▶ WORK REQUEST:
Each line of the data below holding the word "Task" must be copied.

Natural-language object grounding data
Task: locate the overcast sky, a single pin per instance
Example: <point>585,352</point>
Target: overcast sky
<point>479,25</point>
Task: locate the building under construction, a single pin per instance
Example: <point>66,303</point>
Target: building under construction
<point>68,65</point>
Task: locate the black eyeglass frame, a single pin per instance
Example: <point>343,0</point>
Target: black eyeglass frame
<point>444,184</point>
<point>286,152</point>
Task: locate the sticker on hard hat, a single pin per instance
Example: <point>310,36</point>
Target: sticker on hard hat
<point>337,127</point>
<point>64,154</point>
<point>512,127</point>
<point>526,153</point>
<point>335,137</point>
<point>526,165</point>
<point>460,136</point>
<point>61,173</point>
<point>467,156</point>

---

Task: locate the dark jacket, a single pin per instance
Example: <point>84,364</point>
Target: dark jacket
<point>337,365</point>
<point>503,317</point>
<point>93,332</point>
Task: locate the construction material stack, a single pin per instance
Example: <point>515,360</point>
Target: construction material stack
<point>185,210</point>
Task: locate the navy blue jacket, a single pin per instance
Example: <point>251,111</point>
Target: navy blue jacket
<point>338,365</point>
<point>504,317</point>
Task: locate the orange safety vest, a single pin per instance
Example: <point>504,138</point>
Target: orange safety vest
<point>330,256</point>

---

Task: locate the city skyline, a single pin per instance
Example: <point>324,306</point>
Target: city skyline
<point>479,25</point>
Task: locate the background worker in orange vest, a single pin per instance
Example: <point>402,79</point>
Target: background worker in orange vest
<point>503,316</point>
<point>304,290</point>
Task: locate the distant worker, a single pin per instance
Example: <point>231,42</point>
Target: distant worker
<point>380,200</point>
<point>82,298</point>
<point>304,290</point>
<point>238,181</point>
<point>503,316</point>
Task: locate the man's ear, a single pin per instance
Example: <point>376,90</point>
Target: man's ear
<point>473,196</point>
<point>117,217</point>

▶ ANSWER TO THIS PROBLEM:
Task: locate the overcast sky, a single pin per instance
Task: locate the building under construction, a single pin per instance
Task: locate the black eyeglass frame, a single pin per instance
Task: locate the sticker on hard hat, a single pin per instance
Task: locate the dark jacket, a single pin per instance
Task: locate the construction material stack, a single pin per instance
Task: locate the navy blue jacket, a single pin per instance
Task: locate the orange safety vest, a single pin per instance
Task: locate the city skyline, a single pin per instance
Task: locate the background worker in orange vest, a single pin per instance
Task: locate the distant worker, a single pin per instance
Task: locate the man's ear, a single pin per instance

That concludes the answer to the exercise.